**MATERIAL FOR THE TASK:**
---+---
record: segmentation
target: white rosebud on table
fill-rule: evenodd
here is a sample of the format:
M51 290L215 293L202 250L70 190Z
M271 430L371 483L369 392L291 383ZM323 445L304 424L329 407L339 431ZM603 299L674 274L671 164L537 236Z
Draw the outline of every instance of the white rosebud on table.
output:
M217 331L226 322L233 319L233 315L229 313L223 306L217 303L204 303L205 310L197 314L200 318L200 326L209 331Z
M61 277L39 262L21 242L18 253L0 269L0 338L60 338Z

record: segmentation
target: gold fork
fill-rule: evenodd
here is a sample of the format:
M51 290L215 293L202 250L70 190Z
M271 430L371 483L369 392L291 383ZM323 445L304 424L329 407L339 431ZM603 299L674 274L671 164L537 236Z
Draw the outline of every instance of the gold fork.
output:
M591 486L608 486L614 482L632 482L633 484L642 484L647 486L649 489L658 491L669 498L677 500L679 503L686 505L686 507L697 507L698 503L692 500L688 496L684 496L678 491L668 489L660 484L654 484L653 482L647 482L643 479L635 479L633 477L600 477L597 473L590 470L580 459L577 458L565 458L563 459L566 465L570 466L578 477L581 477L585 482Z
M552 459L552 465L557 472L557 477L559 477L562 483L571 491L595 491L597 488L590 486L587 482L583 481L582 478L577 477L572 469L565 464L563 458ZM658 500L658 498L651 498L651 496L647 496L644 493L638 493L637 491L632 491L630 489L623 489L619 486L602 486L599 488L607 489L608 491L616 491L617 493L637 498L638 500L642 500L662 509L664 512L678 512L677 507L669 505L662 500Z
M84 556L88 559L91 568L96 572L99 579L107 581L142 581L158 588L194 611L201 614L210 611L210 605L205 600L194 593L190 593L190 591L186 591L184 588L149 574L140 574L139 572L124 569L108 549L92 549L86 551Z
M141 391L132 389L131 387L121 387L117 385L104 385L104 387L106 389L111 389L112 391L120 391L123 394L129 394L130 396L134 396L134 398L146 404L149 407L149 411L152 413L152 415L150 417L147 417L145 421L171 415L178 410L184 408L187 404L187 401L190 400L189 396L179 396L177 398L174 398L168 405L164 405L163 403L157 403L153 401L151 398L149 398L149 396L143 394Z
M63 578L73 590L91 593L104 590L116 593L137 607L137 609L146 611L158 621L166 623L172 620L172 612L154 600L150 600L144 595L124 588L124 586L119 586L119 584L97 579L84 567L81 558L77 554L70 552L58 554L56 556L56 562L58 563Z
---+---
**ACTIVITY:** Each line of the data is to be transcribed exactly, with nothing left out.

**ANSWER FOR THE TASK:**
record: segmentation
target: white rosebud on table
fill-rule: evenodd
here is a sample of the format:
M51 290L215 293L202 250L70 190Z
M271 430L371 483L369 392L291 383ZM323 445L304 424L329 407L339 431ZM603 299L674 274L671 164L537 236Z
Draw the outline of every instance of the white rosebud on table.
output:
M217 331L226 322L233 319L233 315L229 313L223 306L217 303L204 303L205 310L197 314L200 318L200 326L209 331Z
M61 277L39 262L21 242L18 253L0 269L0 338L60 338Z

record: segmentation
target: gold fork
fill-rule: evenodd
here is a sample of the format:
M51 290L215 293L202 250L70 190Z
M271 430L371 483L369 392L291 383ZM323 445L304 424L329 407L339 431ZM603 299L674 274L671 164L537 236Z
Draw the outline of every instance of the gold fork.
output:
M591 486L608 486L614 482L632 482L633 484L642 484L647 486L649 489L658 491L669 498L677 500L679 503L686 505L686 507L697 507L698 503L692 500L688 496L684 496L678 491L668 489L660 484L654 484L653 482L647 482L643 479L635 479L633 477L600 477L597 473L590 470L580 459L577 458L565 458L563 459L566 465L570 466L578 477L581 477L585 482Z
M552 459L552 465L557 472L557 477L559 477L562 483L571 491L595 491L597 488L590 486L587 482L583 481L582 478L577 477L572 469L565 464L563 458ZM658 500L658 498L651 498L651 496L647 496L644 493L638 493L637 491L632 491L630 489L623 489L619 486L602 486L599 488L607 489L608 491L616 491L617 493L637 498L638 500L642 500L662 509L664 512L678 512L677 507L669 505L662 500Z
M84 556L88 559L91 568L96 572L99 579L107 581L142 581L158 588L194 611L201 614L210 611L210 605L205 600L194 593L190 593L190 591L186 591L184 588L149 574L140 574L139 572L124 569L108 549L92 549L86 551Z
M141 391L132 389L131 387L121 387L117 385L104 385L104 387L106 389L111 389L112 391L120 391L123 394L129 394L130 396L134 396L134 398L146 404L149 407L149 411L152 413L152 415L150 417L147 417L145 421L171 415L178 410L184 408L187 404L187 401L190 400L189 396L179 396L177 398L174 398L168 405L164 405L163 403L157 403L153 401L151 398L149 398L149 396L143 394Z
M63 578L73 590L91 593L104 590L116 593L137 607L137 609L146 611L158 621L166 623L172 620L172 612L154 600L150 600L144 595L124 588L124 586L119 586L119 584L97 579L84 567L81 558L77 554L70 552L58 554L56 556L56 562L58 563Z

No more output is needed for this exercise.